YOUR TASK:
Please output the lines shown below exactly as they appear.

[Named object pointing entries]
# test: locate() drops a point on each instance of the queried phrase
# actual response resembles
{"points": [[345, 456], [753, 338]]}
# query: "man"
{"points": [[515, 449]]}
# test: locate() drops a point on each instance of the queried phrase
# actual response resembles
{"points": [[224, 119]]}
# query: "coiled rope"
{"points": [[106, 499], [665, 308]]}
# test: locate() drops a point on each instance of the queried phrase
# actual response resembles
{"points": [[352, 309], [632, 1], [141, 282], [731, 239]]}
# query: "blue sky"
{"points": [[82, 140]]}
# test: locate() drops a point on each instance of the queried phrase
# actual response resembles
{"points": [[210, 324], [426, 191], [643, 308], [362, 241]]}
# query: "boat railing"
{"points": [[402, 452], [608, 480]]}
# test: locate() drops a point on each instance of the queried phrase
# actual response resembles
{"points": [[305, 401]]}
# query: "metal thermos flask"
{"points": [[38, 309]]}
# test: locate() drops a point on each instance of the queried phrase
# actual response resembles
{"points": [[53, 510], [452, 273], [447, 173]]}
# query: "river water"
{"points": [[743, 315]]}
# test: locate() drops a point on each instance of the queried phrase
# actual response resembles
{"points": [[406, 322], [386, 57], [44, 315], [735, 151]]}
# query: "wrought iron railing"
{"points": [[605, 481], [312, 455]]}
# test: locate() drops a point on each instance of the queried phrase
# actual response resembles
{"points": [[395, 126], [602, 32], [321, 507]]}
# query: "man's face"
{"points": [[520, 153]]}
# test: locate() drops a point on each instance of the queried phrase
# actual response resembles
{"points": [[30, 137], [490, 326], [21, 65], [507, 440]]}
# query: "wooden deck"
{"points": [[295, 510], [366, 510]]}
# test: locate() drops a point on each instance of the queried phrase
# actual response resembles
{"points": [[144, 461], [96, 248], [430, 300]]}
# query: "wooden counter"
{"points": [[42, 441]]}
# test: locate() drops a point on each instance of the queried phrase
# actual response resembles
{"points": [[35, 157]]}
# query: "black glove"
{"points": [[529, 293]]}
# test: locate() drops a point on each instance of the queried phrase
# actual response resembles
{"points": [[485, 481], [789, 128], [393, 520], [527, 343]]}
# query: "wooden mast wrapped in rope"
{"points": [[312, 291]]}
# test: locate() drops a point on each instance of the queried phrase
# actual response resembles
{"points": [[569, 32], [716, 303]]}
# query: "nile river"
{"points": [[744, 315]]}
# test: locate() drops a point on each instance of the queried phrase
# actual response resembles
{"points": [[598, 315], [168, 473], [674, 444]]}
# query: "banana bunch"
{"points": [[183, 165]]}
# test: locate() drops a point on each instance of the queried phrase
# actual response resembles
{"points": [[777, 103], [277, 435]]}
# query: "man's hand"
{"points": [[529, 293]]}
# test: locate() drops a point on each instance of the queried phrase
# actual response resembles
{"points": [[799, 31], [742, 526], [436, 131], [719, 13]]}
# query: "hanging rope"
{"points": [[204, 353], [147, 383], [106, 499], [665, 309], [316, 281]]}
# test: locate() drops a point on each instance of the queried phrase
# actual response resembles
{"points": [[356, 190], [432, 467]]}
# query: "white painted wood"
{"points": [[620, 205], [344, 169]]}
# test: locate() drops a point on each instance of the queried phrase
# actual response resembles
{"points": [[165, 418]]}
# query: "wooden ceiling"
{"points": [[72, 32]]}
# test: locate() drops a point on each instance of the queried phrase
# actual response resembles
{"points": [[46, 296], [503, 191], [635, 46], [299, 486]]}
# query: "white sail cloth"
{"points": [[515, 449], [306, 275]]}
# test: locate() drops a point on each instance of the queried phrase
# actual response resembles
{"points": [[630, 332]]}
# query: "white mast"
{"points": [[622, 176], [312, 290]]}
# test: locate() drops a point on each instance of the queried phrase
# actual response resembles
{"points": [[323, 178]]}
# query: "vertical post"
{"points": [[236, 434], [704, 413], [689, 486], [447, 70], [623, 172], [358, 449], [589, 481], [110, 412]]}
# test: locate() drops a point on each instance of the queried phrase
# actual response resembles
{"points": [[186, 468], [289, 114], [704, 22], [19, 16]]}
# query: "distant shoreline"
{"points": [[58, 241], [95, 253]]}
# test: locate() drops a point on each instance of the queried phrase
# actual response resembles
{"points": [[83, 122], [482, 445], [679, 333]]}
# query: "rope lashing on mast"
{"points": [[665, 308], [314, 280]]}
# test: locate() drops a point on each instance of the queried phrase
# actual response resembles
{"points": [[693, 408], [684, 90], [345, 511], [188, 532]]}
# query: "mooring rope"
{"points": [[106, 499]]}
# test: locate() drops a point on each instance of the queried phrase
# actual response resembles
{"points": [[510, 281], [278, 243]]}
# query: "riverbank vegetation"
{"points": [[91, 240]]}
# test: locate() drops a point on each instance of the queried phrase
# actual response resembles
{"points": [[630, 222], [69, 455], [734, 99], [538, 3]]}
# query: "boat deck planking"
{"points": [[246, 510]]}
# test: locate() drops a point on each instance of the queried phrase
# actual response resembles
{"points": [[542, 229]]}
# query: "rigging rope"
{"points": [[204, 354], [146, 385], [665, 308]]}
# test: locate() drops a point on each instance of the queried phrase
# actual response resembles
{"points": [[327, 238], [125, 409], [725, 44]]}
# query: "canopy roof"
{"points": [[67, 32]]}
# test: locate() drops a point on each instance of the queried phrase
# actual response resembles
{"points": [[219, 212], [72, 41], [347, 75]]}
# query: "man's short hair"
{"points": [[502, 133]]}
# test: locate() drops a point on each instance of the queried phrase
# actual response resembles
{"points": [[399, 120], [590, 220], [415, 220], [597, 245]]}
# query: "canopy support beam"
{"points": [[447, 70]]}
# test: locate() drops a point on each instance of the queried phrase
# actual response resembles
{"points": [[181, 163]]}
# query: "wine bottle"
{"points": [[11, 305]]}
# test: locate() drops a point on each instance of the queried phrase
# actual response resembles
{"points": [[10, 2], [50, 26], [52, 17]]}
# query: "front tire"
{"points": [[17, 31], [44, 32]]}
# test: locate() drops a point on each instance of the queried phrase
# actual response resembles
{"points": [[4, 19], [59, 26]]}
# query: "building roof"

FINAL RESULT:
# test: locate() drops a point on each instance of the queried phrase
# actual response resembles
{"points": [[345, 456], [753, 338]]}
# query: "man"
{"points": [[515, 449]]}
# test: locate() drops a point on each instance of the queried phrase
# actual response resembles
{"points": [[224, 119]]}
# query: "coiled rope"
{"points": [[106, 499], [665, 308]]}
# test: locate() drops a point on each instance of the queried phrase
# actual response resembles
{"points": [[352, 309], [632, 1], [141, 282], [731, 239]]}
# query: "blue sky"
{"points": [[82, 140]]}
# test: locate() drops a point on each instance of the queried phrase
# actual response resembles
{"points": [[210, 324], [426, 191], [643, 308], [362, 241]]}
# query: "boat railing"
{"points": [[402, 452], [608, 480]]}
# test: locate() drops a point on each instance of the queried phrase
# actual response resembles
{"points": [[305, 401]]}
# query: "metal thermos flask"
{"points": [[38, 309]]}
# test: locate() drops a point on each instance of the queried phrase
# actual response resembles
{"points": [[53, 510], [452, 273], [447, 173]]}
# query: "river water"
{"points": [[743, 315]]}
# test: locate() drops a point on each instance of the queried phrase
# actual response resembles
{"points": [[406, 322], [386, 57], [44, 315], [735, 151]]}
# query: "wrought iron railing"
{"points": [[605, 481], [312, 455]]}
# test: locate() drops a point on each instance of the queried phrase
# actual response resembles
{"points": [[395, 126], [602, 32], [321, 507]]}
# query: "man's face"
{"points": [[520, 153]]}
# test: locate() drops a point on each instance of the queried phrase
# actual response resembles
{"points": [[30, 137], [490, 326], [21, 65], [507, 440]]}
# query: "wooden deck"
{"points": [[295, 510], [366, 510]]}
# test: locate() drops a point on each instance of the queried phrase
# actual response resembles
{"points": [[144, 461], [96, 248], [430, 300]]}
# query: "wooden counter"
{"points": [[42, 441]]}
# test: locate() drops a point on each instance of the queried phrase
# actual response resembles
{"points": [[35, 157]]}
# query: "black glove"
{"points": [[529, 293]]}
# test: locate() drops a point on each instance of the queried phrase
# actual response resembles
{"points": [[485, 481], [789, 128], [393, 520], [527, 343]]}
# query: "wooden mast wrapped in rope"
{"points": [[312, 291]]}
# test: locate() drops a point on each instance of the queried phrase
# actual response resembles
{"points": [[569, 32], [716, 303]]}
# query: "nile river"
{"points": [[744, 315]]}
# test: locate() drops a point on each instance of the queried phrase
# actual response resembles
{"points": [[598, 315], [168, 473], [674, 444]]}
# query: "banana bunch"
{"points": [[183, 165]]}
# test: locate() drops a point on each instance of the queried phrase
# actual response resembles
{"points": [[777, 103], [277, 435]]}
# query: "man's hand"
{"points": [[529, 293]]}
# test: locate() drops a point on each instance of the queried phrase
# actual response resembles
{"points": [[799, 31], [742, 526], [436, 131], [719, 13]]}
# query: "hanging rope"
{"points": [[204, 353], [147, 383], [106, 499], [665, 309], [316, 281]]}
# test: locate() drops a point on each instance of the queried phrase
# actual response resembles
{"points": [[356, 190], [432, 467]]}
# query: "white painted wood"
{"points": [[620, 205], [344, 169]]}
# test: locate() drops a point on each instance of the queried phrase
# actual response resembles
{"points": [[165, 418]]}
# query: "wooden ceiling"
{"points": [[72, 32]]}
# test: locate() drops a point on each instance of the queried phrase
# actual response resembles
{"points": [[46, 296], [503, 191], [635, 46], [299, 486]]}
# query: "white sail cloth"
{"points": [[515, 449], [306, 275]]}
# test: locate() drops a point on each instance of the queried phrase
# actual response resembles
{"points": [[630, 332]]}
# query: "white mast"
{"points": [[622, 176], [312, 290]]}
# test: locate() drops a point on each instance of the queried phrase
# actual response resembles
{"points": [[323, 178]]}
# query: "vertical post"
{"points": [[236, 434], [704, 413], [689, 486], [447, 70], [623, 172], [358, 449], [589, 481], [110, 412]]}
# test: locate() drops a point on each instance of the queried phrase
# actual response resembles
{"points": [[186, 468], [289, 114], [704, 22], [19, 16]]}
# query: "distant shoreline"
{"points": [[58, 241], [95, 253]]}
# test: locate() drops a point on each instance of the queried phrase
# actual response resembles
{"points": [[83, 122], [482, 445], [679, 333]]}
# query: "rope lashing on mast"
{"points": [[665, 308], [314, 280]]}
# test: locate() drops a point on each instance of the queried phrase
# actual response resembles
{"points": [[693, 408], [684, 90], [345, 511], [188, 532]]}
# query: "mooring rope"
{"points": [[106, 499]]}
# test: locate() drops a point on each instance of the queried phrase
# actual response resembles
{"points": [[510, 281], [278, 243]]}
# query: "riverbank vegetation"
{"points": [[91, 240]]}
# test: locate() drops a point on each instance of the queried phrase
# actual response resembles
{"points": [[630, 222], [69, 455], [734, 99], [538, 3]]}
# query: "boat deck planking"
{"points": [[246, 510]]}
# test: locate() drops a point on each instance of the queried phrase
# actual response resembles
{"points": [[542, 229]]}
# query: "rigging rope"
{"points": [[204, 354], [146, 385], [665, 308]]}
# test: locate() drops a point on each instance of the queried phrase
# actual response resembles
{"points": [[327, 238], [125, 409], [725, 44]]}
# query: "canopy roof"
{"points": [[67, 32]]}
# test: locate() drops a point on each instance of the queried phrase
# actual response resembles
{"points": [[219, 212], [72, 41], [347, 75]]}
# query: "man's short hair"
{"points": [[502, 133]]}
# test: locate() drops a point on each instance of the queried phrase
# actual response resembles
{"points": [[399, 120], [590, 220], [415, 220], [597, 245]]}
# query: "canopy support beam"
{"points": [[447, 70]]}
# test: locate() drops a point on each instance of the queried phrase
# actual response resembles
{"points": [[181, 163]]}
# query: "wine bottle"
{"points": [[11, 305]]}
# test: locate() drops a point on each instance of the queried phrase
# actual response resembles
{"points": [[10, 2], [50, 26], [52, 17]]}
# query: "front tire"
{"points": [[17, 31], [44, 32]]}
# test: locate() drops a point on each instance of the queried phrase
# actual response resembles
{"points": [[4, 19], [59, 26]]}
# query: "building roof"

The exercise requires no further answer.